**WORK TO DO**
Can you convert every line of the listing below into a JSON list of strings, one string per line, with blank lines and the pictures left out?

**INPUT ROWS**
◆ ◆ ◆

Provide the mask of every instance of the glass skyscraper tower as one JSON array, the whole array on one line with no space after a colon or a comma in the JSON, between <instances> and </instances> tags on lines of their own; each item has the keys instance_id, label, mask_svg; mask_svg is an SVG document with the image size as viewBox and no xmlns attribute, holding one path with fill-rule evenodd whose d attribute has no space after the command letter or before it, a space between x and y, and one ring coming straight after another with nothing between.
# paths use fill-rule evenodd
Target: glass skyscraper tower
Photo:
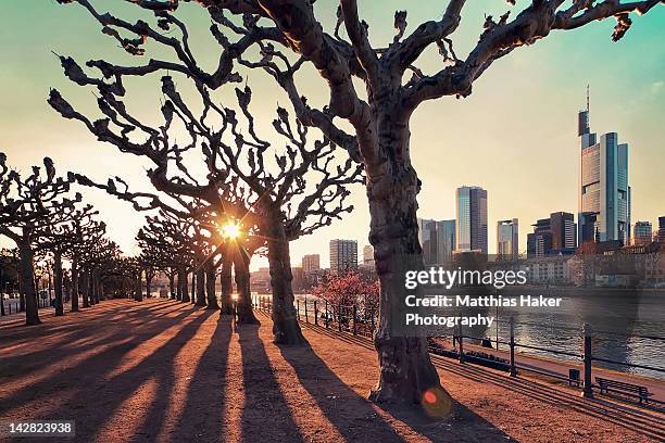
<instances>
[{"instance_id":1,"label":"glass skyscraper tower","mask_svg":"<svg viewBox=\"0 0 665 443\"><path fill-rule=\"evenodd\" d=\"M618 143L616 132L597 140L589 127L587 109L578 114L580 138L579 244L619 240L630 243L630 187L628 144Z\"/></svg>"},{"instance_id":2,"label":"glass skyscraper tower","mask_svg":"<svg viewBox=\"0 0 665 443\"><path fill-rule=\"evenodd\" d=\"M457 251L487 254L487 191L475 186L457 188Z\"/></svg>"}]
</instances>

◆ ◆ ◆

**RESULT**
[
  "Provide the mask of every instance of the glass skyscraper tower as one JSON array, the whole array on one line with no space after a colon or a comma in the JSON, between <instances> and </instances> tags on lines of their own; each item has the keys instance_id, label, mask_svg; mask_svg is an SVG document with the image size as viewBox and no xmlns attribute, holding one path with fill-rule evenodd whose d attribute has no space after the command letter or before it, a space between x and y, and one ring coming straight after another with nothing between.",
  "# paths use fill-rule evenodd",
  "Target: glass skyscraper tower",
  "Photo:",
  "<instances>",
  "[{\"instance_id\":1,\"label\":\"glass skyscraper tower\",\"mask_svg\":\"<svg viewBox=\\\"0 0 665 443\\\"><path fill-rule=\\\"evenodd\\\" d=\\\"M618 143L616 132L597 140L589 127L587 109L578 114L580 138L579 244L619 240L630 243L630 187L628 144Z\\\"/></svg>\"},{\"instance_id\":2,\"label\":\"glass skyscraper tower\",\"mask_svg\":\"<svg viewBox=\\\"0 0 665 443\\\"><path fill-rule=\\\"evenodd\\\" d=\\\"M457 251L487 254L487 191L475 186L457 188Z\\\"/></svg>\"}]",
  "</instances>"
]